## Testo da leggere
^^^^

Il Paese sta tornando a rivivere. Come prima, più di prima, peggio di prima. 

Una gaiezza sforzata come certe risate, tavole imbandite a perdita d’occhio, camerieri che attraversano la strada per servire torme di ruminanti assiepati sui marciapiedi e sotto i portici. Nessuna idea nuova in circolazione. Tutta la tenerezza sociale profusa nell’acme pandemico svanita d’un colpo. Stomaco di tenebra. Ginnastica mandibolare. La Costituzione scolpita nel menu. Movida alimentare. Rischio lo schianto psicologico sotto una marea di fettuccine irrorate con lo spritz. 

Ma qui nella Sovrintendenza lo stato d’animo è generalmente dimesso. Per quanto mi riguarda, anzi, sono già schiantato, anche per il sovrappeso accumulato nella ruminazione solitaria del lockdown. Tuttavia, non è una questione di alimentazione e di ascetica continenza. Come insegna San Paolo mangiare insieme è una sublime esperienza se c’è una fede e una speranza collettiva che trascende la masticazione. Se cioè siamo compagni. Coloro che condividono il pane. 

Non si può mangiare in mistica letizia quando si è sopraffatti da un’ondata di menzogne, manipolazioni, piaggerie e altre stupidaggini. Una supplichevole proroga dei licenziamenti vituperata come una Corea del Nord. Il reddito di cittadinanza sbertucciato perchè inibente il lavoro a salari da fame. Una propostina di patrimoniale minima sommersa dalle urla disperate delle prefiche. Ogni minimo accenno a una politica solidaristica, persino compassionevole, esecrata come un sacrilegio. Le chiavi del potere ben occultate e quelle della crescita consegnate a osti, trattori, albergatori e altri impresari. Figliuolo meglio di Arcuri, Draghi meglio di Conte, la Meloni meglio di tutti. 

Davvero troppo. Quando la forza unidimensionale dell’apparato ideologico è così soverchiante non sembra resti altro da fare se non spegnere la televisione e mangiarsi un panino farcito di prozac.

^^^^

## Dati forniti
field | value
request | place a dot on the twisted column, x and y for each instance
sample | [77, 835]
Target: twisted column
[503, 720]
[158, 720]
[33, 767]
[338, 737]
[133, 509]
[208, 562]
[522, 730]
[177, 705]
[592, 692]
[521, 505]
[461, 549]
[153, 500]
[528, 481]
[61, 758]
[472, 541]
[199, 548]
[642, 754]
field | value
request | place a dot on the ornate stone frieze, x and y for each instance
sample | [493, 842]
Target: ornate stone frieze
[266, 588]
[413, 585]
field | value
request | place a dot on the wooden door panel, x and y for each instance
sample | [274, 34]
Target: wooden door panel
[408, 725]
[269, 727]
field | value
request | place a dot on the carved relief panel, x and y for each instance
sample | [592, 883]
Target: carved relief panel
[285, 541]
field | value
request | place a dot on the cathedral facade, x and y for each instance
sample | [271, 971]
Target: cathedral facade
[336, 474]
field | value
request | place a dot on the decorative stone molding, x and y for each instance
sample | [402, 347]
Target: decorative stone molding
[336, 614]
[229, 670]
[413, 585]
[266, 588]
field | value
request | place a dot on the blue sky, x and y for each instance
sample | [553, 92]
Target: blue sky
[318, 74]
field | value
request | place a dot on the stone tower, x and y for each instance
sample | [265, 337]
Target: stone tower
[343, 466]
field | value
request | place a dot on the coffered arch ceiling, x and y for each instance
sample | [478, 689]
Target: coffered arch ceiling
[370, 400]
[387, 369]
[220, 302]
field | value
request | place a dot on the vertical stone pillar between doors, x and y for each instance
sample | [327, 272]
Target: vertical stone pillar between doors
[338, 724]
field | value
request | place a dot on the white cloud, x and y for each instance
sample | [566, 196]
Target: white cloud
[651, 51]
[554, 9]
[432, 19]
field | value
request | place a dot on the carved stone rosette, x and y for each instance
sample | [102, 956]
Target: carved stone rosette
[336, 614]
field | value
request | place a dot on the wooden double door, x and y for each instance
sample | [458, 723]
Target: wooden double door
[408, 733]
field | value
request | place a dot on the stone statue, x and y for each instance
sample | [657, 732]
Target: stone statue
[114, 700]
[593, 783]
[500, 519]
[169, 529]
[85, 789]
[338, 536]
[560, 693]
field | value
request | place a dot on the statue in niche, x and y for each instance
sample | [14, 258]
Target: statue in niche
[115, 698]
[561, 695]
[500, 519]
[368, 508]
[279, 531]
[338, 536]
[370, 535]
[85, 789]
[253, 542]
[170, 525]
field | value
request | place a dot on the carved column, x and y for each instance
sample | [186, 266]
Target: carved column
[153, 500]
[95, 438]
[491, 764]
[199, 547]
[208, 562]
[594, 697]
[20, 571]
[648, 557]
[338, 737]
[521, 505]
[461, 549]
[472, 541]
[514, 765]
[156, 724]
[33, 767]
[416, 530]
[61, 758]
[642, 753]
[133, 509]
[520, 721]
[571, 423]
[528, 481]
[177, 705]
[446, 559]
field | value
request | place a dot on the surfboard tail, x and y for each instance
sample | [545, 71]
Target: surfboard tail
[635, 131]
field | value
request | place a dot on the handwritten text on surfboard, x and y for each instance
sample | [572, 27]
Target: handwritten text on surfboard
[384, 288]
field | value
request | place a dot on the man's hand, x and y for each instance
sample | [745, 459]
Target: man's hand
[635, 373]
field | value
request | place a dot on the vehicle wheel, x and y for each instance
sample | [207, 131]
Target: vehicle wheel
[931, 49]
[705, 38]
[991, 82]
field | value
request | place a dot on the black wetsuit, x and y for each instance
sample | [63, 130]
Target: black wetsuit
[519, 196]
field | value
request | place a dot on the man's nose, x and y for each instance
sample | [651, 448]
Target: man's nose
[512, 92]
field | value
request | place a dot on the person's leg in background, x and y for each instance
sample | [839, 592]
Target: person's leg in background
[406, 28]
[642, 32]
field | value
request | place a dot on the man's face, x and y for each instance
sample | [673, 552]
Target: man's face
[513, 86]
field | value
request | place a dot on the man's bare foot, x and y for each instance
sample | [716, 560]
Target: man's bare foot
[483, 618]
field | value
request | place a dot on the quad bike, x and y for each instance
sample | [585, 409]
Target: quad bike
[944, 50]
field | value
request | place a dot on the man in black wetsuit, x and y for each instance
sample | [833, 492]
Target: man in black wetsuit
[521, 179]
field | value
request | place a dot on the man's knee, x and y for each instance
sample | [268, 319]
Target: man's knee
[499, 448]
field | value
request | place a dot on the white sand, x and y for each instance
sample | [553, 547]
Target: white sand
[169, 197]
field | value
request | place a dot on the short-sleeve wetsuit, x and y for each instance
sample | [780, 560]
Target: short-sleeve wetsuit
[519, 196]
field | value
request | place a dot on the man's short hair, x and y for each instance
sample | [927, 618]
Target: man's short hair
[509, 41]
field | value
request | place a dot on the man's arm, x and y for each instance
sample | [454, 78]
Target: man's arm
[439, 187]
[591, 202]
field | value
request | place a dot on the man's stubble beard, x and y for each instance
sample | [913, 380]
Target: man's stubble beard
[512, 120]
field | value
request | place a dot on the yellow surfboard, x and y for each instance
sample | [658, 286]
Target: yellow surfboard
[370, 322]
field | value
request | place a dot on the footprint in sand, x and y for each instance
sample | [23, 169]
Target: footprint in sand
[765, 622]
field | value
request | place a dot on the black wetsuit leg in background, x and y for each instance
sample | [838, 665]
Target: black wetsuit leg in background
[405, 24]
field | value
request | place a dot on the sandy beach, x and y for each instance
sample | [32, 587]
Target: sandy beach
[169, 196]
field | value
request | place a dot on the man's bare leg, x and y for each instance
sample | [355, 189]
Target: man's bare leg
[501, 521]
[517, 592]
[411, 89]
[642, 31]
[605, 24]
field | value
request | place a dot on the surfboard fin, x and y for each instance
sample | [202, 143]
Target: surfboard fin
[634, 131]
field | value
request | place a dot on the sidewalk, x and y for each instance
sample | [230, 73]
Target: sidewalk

^^^^

## Metti in pratica
[1] Secondo il testo da leggere, che cosa insegna San Paolo sul mangiare insieme?
[2] Estrai dal testo da leggere il passo che va da "Il Paese sta" a "con lo spritz.".

## Risposte ai compiti
[1] Che mangiare insieme è una sublime esperienza se c'è una fede e una speranza collettiva che trascende la masticazione.

[2]
Il Paese sta tornando a rivivere. Come prima, più di prima, peggio di prima. 

Una gaiezza sforzata come certe risate, tavole imbandite a perdita d’occhio, camerieri che attraversano la strada per servire torme di ruminanti assiepati sui marciapiedi e sotto i portici. Nessuna idea nuova in circolazione. Tutta la tenerezza sociale profusa nell’acme pandemico svanita d’un colpo. Stomaco di tenebra. Ginnastica mandibolare. La Costituzione scolpita nel menu. Movida alimentare. Rischio lo schianto psicologico sotto una marea di fettuccine irrorate con lo spritz.